• [Text segment]
+--

Last year, the company behind the Unity game engine released Adam, a proof-of-concept short film designed to show off its cinematic creation tools. It doesn’t have much of a story: it’s just a robot escaping a prison. But Unity Technologies earned enough of a response to justify developing the story into something bigger, and its representatives turned to Neill Blomkamp’s Oats Studios.
Blomkamp, the writer-director of Elysium and District 9, launched Oats earlier this year as an experiment. He wanted to develop his film ideas without waiting years for the attention and resources of a typical Hollywood studio. Earlier this summer, he released a series of videos — Rakka, Firebase, and Zygote — along with several other shorter films, all of which could potentially be developed into more extensive projects down the road. Meanwhile, Unity unveiled a new version of Cinemachine, software that lets creators direct their own CG short films. Cinemachine is designed to make minute adjustments in colors, lighting, shadows, and camera placement, all while rendering the graphics in real time.

+--

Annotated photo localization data
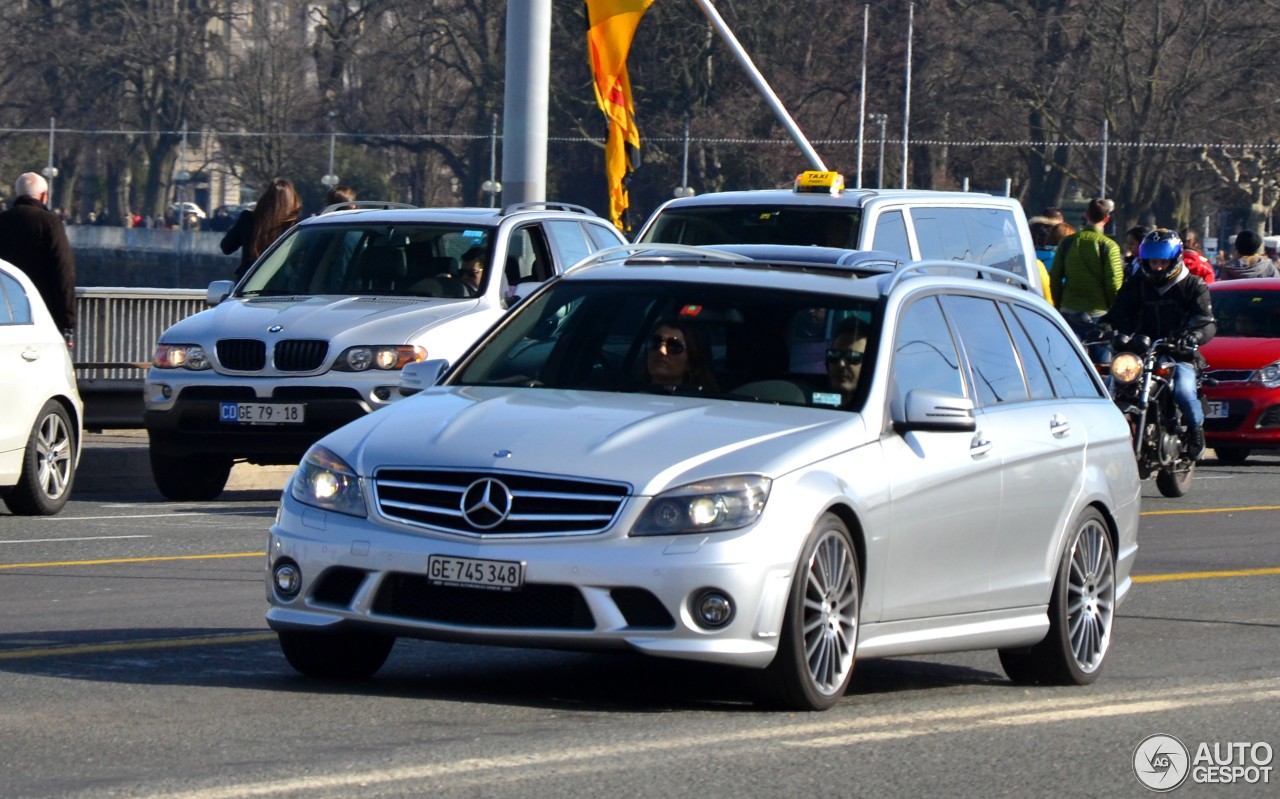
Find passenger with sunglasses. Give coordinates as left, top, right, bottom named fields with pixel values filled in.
left=645, top=319, right=719, bottom=392
left=827, top=319, right=867, bottom=407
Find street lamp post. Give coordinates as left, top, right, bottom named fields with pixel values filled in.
left=40, top=117, right=58, bottom=210
left=870, top=114, right=888, bottom=188
left=320, top=111, right=338, bottom=188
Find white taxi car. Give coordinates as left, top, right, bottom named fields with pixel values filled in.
left=0, top=261, right=84, bottom=516
left=266, top=246, right=1140, bottom=709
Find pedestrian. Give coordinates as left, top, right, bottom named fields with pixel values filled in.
left=0, top=172, right=76, bottom=347
left=1050, top=197, right=1124, bottom=364
left=1217, top=230, right=1280, bottom=280
left=221, top=178, right=302, bottom=280
left=321, top=186, right=356, bottom=214
left=1178, top=228, right=1213, bottom=283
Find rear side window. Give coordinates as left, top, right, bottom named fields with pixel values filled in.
left=870, top=211, right=914, bottom=259
left=943, top=296, right=1028, bottom=406
left=1014, top=305, right=1103, bottom=397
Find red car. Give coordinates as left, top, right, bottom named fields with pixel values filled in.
left=1201, top=278, right=1280, bottom=464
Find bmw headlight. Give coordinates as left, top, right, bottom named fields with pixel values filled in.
left=152, top=344, right=212, bottom=371
left=333, top=344, right=426, bottom=371
left=631, top=475, right=773, bottom=535
left=289, top=444, right=367, bottom=516
left=1253, top=361, right=1280, bottom=388
left=1111, top=352, right=1142, bottom=383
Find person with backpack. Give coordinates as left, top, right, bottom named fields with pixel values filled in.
left=1050, top=197, right=1124, bottom=364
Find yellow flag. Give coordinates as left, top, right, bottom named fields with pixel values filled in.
left=585, top=0, right=653, bottom=232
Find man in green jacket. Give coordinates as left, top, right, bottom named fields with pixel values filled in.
left=1050, top=198, right=1124, bottom=364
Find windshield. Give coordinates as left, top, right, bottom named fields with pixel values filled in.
left=644, top=205, right=861, bottom=248
left=241, top=220, right=493, bottom=298
left=451, top=280, right=879, bottom=410
left=1210, top=291, right=1280, bottom=338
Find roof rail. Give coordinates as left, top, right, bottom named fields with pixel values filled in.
left=888, top=259, right=1032, bottom=291
left=502, top=200, right=596, bottom=216
left=320, top=200, right=417, bottom=214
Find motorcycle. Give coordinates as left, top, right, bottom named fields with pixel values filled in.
left=1095, top=335, right=1204, bottom=497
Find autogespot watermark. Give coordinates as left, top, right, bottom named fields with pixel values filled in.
left=1133, top=735, right=1275, bottom=794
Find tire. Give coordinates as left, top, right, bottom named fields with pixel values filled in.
left=760, top=513, right=861, bottom=711
left=1213, top=447, right=1252, bottom=466
left=151, top=447, right=232, bottom=502
left=276, top=630, right=396, bottom=680
left=1156, top=460, right=1196, bottom=497
left=4, top=400, right=76, bottom=516
left=1000, top=508, right=1116, bottom=685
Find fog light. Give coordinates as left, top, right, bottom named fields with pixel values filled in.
left=271, top=558, right=302, bottom=599
left=694, top=589, right=733, bottom=629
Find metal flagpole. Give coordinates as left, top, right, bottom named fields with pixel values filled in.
left=902, top=3, right=915, bottom=188
left=855, top=5, right=872, bottom=188
left=695, top=0, right=827, bottom=172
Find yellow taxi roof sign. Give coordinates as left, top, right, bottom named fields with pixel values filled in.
left=795, top=169, right=845, bottom=195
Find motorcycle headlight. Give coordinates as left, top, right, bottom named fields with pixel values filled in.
left=631, top=475, right=773, bottom=535
left=152, top=344, right=212, bottom=371
left=1253, top=361, right=1280, bottom=388
left=333, top=344, right=426, bottom=371
left=289, top=444, right=367, bottom=516
left=1111, top=352, right=1142, bottom=383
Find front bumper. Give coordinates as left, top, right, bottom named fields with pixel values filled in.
left=266, top=492, right=795, bottom=667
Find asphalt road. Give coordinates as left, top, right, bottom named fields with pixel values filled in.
left=0, top=456, right=1280, bottom=799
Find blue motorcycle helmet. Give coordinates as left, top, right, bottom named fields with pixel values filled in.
left=1138, top=228, right=1185, bottom=286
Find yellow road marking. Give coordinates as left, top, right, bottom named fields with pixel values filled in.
left=0, top=633, right=275, bottom=661
left=0, top=551, right=266, bottom=569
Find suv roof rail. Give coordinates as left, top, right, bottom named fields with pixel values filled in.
left=320, top=200, right=417, bottom=214
left=888, top=259, right=1032, bottom=291
left=502, top=200, right=596, bottom=216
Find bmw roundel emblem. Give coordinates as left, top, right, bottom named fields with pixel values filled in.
left=460, top=478, right=511, bottom=530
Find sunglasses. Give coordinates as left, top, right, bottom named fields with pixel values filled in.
left=827, top=350, right=863, bottom=366
left=648, top=333, right=685, bottom=355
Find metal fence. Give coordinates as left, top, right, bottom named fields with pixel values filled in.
left=72, top=287, right=206, bottom=430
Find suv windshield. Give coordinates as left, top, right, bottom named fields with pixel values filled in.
left=644, top=204, right=861, bottom=247
left=241, top=222, right=493, bottom=298
left=452, top=280, right=879, bottom=410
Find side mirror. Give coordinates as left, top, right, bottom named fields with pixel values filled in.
left=398, top=359, right=449, bottom=397
left=891, top=388, right=978, bottom=433
left=205, top=280, right=236, bottom=306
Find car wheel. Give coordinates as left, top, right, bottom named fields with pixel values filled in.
left=1156, top=461, right=1196, bottom=497
left=151, top=447, right=232, bottom=502
left=276, top=630, right=396, bottom=680
left=1213, top=447, right=1251, bottom=466
left=4, top=400, right=76, bottom=516
left=760, top=513, right=861, bottom=711
left=1000, top=508, right=1116, bottom=685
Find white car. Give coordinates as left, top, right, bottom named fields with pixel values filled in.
left=266, top=246, right=1140, bottom=709
left=143, top=202, right=625, bottom=501
left=0, top=261, right=84, bottom=516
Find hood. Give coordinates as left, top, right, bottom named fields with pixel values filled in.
left=160, top=296, right=479, bottom=346
left=321, top=387, right=868, bottom=494
left=1201, top=335, right=1280, bottom=371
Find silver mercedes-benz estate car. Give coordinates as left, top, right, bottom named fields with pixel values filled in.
left=268, top=246, right=1140, bottom=709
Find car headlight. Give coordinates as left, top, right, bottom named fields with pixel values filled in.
left=289, top=444, right=367, bottom=516
left=333, top=344, right=426, bottom=371
left=631, top=475, right=773, bottom=535
left=1253, top=361, right=1280, bottom=388
left=152, top=344, right=212, bottom=371
left=1111, top=352, right=1142, bottom=383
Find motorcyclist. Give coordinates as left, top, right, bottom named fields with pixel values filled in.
left=1098, top=228, right=1217, bottom=461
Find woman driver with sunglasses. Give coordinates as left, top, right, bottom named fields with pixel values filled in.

+--

• [Work order] Continue the text about Unity's Adam short film and Oats Studios, picking up right after its final sentence.

• [Answer section]
Sylvio Drouin, Unity’s Head of Labs, says work began on the first Adam film four years ago. People in the company anticipated that some elements of the film and gaming industry would merge, he says, and realized it was “time to start working on making the Unity engine and editor compatible with film technology.”
Adam was part of that effort, says Isabelle Riva, head of the company’s Made with Unity division. She says the company’s philosophy is to allow teams to innovate and come up with projects to test out the graphics engine on their own, rather than giving them a top-down mandate. Most teams move on to other challenges, but in Adam’s case, “we thought it was a potential IP, because the response was so strong.” She says the team “thought ‘wow, maybe this story needs to continue.’”
Blomkamp says Unity got in touch with him while he was working on his three Oats tentpole films. Oats’ staff had seen Adam, and were intrigued by the real-time rendering and the world Unity came up with. Unity handed the project over to Blomkamp, who wrote a story bible about Adam and his world. From there, Oats used Cinemachine to produce a pair of short films that build off the original 2016 film: Adam: The Mirror, and Adam: The Prophet.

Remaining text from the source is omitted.